Exercise: Gather every line of the material below that contains the word "green" and copy each such line in full. Treat uppercase and lowercase letters as different.
#### Dataset excerpts ####
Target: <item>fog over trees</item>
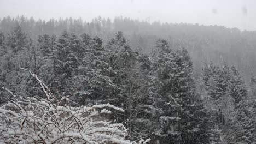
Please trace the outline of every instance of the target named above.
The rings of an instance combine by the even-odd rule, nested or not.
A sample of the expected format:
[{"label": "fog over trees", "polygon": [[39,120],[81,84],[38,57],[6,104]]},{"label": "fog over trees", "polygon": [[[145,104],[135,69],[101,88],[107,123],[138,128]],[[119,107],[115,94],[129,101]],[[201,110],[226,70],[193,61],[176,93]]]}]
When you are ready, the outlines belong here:
[{"label": "fog over trees", "polygon": [[236,28],[5,17],[0,143],[256,143],[255,57]]}]

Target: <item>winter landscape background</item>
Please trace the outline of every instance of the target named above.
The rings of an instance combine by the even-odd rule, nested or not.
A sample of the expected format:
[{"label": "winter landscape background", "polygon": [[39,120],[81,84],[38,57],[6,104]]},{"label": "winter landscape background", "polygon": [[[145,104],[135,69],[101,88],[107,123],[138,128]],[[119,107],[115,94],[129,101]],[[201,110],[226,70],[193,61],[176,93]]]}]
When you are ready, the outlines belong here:
[{"label": "winter landscape background", "polygon": [[256,143],[253,27],[66,17],[0,19],[0,143]]}]

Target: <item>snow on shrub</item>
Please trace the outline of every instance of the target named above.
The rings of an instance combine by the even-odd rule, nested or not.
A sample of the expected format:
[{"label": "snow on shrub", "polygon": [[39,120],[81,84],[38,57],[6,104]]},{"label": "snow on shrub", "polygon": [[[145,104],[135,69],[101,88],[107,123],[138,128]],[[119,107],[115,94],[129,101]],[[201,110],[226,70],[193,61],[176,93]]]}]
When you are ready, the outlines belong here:
[{"label": "snow on shrub", "polygon": [[[46,99],[15,97],[1,106],[0,143],[133,143],[125,139],[127,133],[122,124],[97,120],[102,113],[110,113],[110,109],[123,109],[109,104],[61,106],[63,98],[57,100],[46,86],[29,72],[41,85]],[[14,95],[6,88],[2,89]],[[148,140],[143,141],[140,141],[144,143]]]}]

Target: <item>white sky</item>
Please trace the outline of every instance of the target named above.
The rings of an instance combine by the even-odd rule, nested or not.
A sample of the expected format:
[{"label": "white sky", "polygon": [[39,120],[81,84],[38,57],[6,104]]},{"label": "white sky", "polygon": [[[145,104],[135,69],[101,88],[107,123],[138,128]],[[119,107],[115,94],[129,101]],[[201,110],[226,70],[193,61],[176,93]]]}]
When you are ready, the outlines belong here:
[{"label": "white sky", "polygon": [[256,0],[0,0],[0,19],[123,16],[161,22],[217,25],[256,30]]}]

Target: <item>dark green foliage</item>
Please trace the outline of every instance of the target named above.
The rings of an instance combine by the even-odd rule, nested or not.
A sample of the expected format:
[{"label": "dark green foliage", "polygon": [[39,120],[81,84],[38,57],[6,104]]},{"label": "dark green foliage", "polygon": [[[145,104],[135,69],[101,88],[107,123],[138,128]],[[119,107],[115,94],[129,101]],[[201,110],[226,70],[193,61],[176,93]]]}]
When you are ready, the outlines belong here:
[{"label": "dark green foliage", "polygon": [[[101,22],[86,24],[93,35],[80,33],[83,23],[72,19],[60,20],[58,26],[53,20],[35,22],[37,31],[45,25],[51,34],[59,33],[40,35],[37,41],[20,26],[9,35],[0,33],[0,86],[22,97],[40,95],[38,83],[20,69],[33,70],[55,95],[68,97],[75,101],[72,104],[109,103],[123,109],[124,112],[115,111],[106,118],[124,123],[132,141],[147,137],[151,143],[253,143],[253,76],[248,93],[235,67],[211,63],[205,64],[201,81],[195,79],[189,50],[181,49],[182,42],[155,40],[155,49],[148,55],[131,44],[137,39],[136,31],[129,40],[120,31],[115,36],[102,34],[112,23]],[[67,23],[68,31],[60,33]],[[98,36],[92,36],[95,33]],[[143,45],[145,40],[138,39]],[[197,82],[204,84],[200,91]],[[3,95],[8,94],[0,93]]]}]

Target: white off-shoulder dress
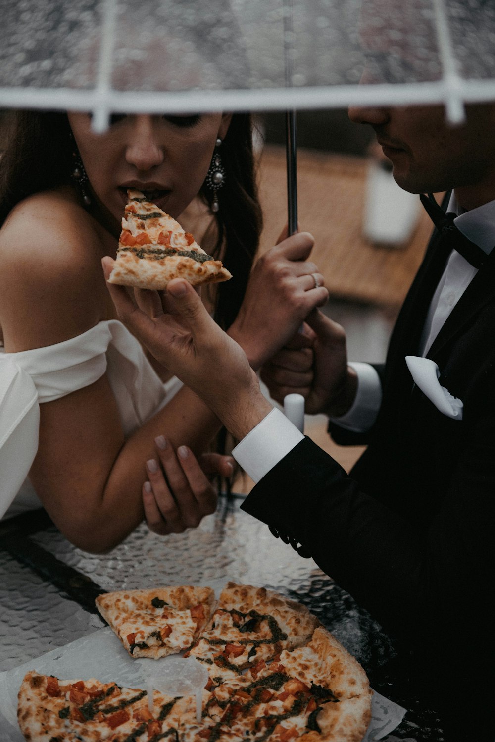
####
Written response:
Target: <item>dark green foliage</item>
[{"label": "dark green foliage", "polygon": [[39,120],[81,84],[38,57],[6,104]]},{"label": "dark green foliage", "polygon": [[[145,104],[135,69],[101,88],[107,123],[138,128]],[[119,107],[115,94],[129,101]],[[201,110],[226,70],[193,61],[176,93]]]}]
[{"label": "dark green foliage", "polygon": [[[101,22],[86,24],[93,35],[80,33],[83,23],[72,19],[60,20],[58,26],[53,20],[35,22],[37,31],[45,25],[51,34],[59,33],[40,35],[37,41],[20,26],[9,35],[0,33],[0,86],[22,97],[40,95],[38,83],[20,69],[33,70],[55,95],[68,97],[75,101],[72,104],[109,103],[123,109],[124,112],[115,111],[106,118],[124,123],[132,141],[147,137],[151,143],[253,143],[253,76],[248,93],[235,67],[211,63],[205,64],[201,81],[195,79],[189,50],[181,49],[182,42],[155,40],[155,49],[148,55],[131,44],[137,39],[136,31],[129,40],[120,31],[115,36],[102,34],[112,23]],[[67,23],[68,31],[60,33]],[[98,36],[92,36],[95,33]],[[143,45],[145,40],[138,39]],[[197,82],[204,84],[200,91]],[[3,95],[8,94],[0,93]]]}]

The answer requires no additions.